* _To do_
From the first line of the entries down to the line with "Target: city skyline", write out every line exactly; that last line counts, but pictures do not.

[Dataset entries]
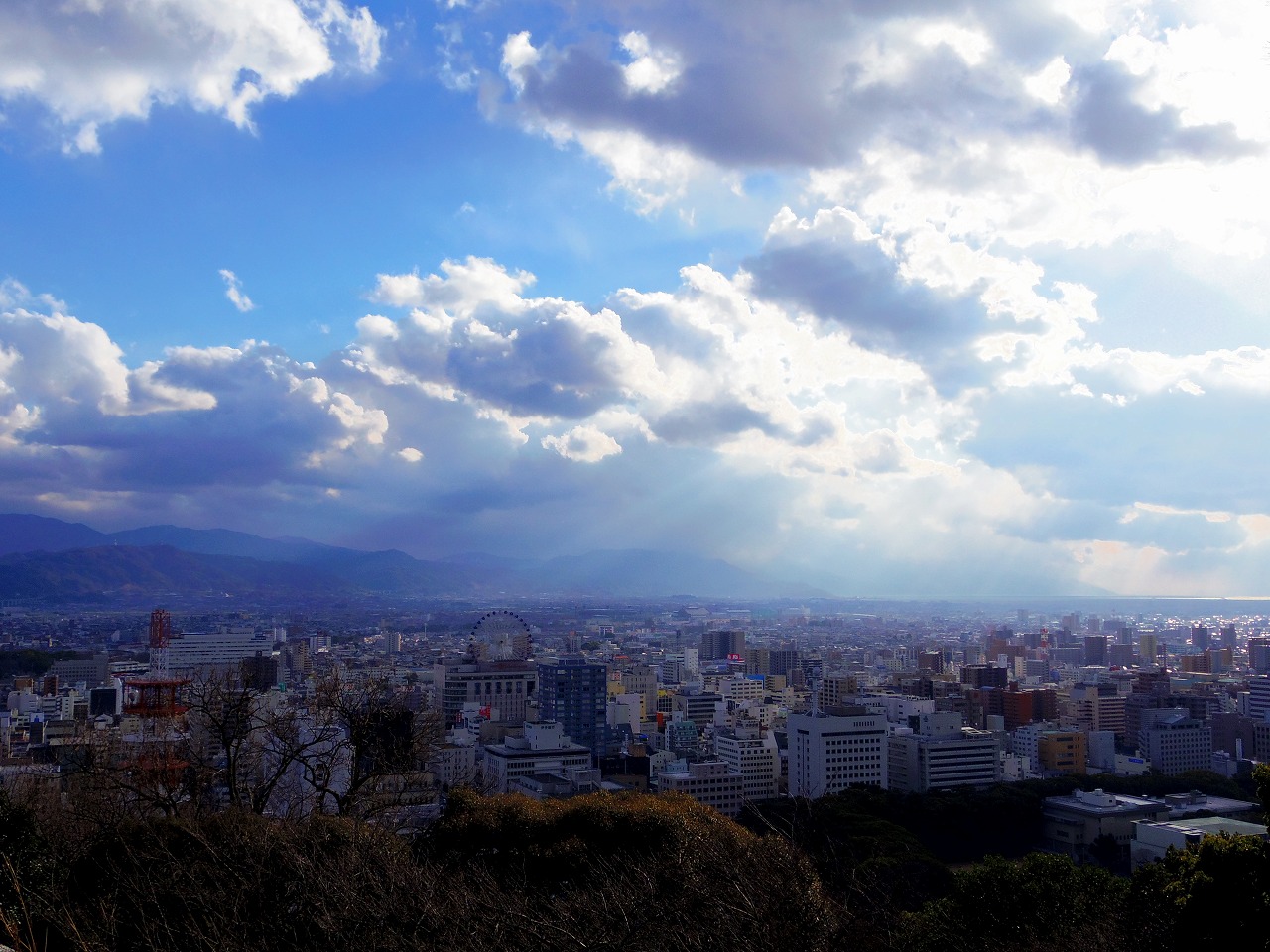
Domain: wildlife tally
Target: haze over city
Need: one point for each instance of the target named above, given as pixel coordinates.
(897, 298)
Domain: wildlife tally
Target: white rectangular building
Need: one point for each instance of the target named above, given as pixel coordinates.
(830, 752)
(753, 754)
(943, 754)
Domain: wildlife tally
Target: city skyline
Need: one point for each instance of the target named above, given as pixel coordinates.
(896, 299)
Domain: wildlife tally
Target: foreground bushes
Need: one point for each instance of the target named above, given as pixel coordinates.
(598, 873)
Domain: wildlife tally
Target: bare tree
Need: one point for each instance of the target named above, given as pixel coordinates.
(376, 762)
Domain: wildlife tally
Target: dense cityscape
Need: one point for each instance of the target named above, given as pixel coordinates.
(726, 703)
(1129, 730)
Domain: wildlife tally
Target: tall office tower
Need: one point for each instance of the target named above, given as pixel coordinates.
(943, 754)
(1259, 654)
(642, 679)
(716, 645)
(502, 687)
(1096, 707)
(784, 660)
(980, 675)
(1259, 698)
(752, 753)
(575, 693)
(830, 752)
(216, 651)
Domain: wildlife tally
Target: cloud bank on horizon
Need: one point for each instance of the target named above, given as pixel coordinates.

* _Written answer_
Domain: wildlife tally
Target: haze over city
Need: one point for each instance of the target named above, given as pixel coordinates.
(897, 298)
Domain: wildlife tally
Target: white rectangular building
Need: one point for each instance of the target named above, given as pixel coordinates.
(830, 752)
(753, 754)
(943, 754)
Domain: wildlife tally
Target: city skyline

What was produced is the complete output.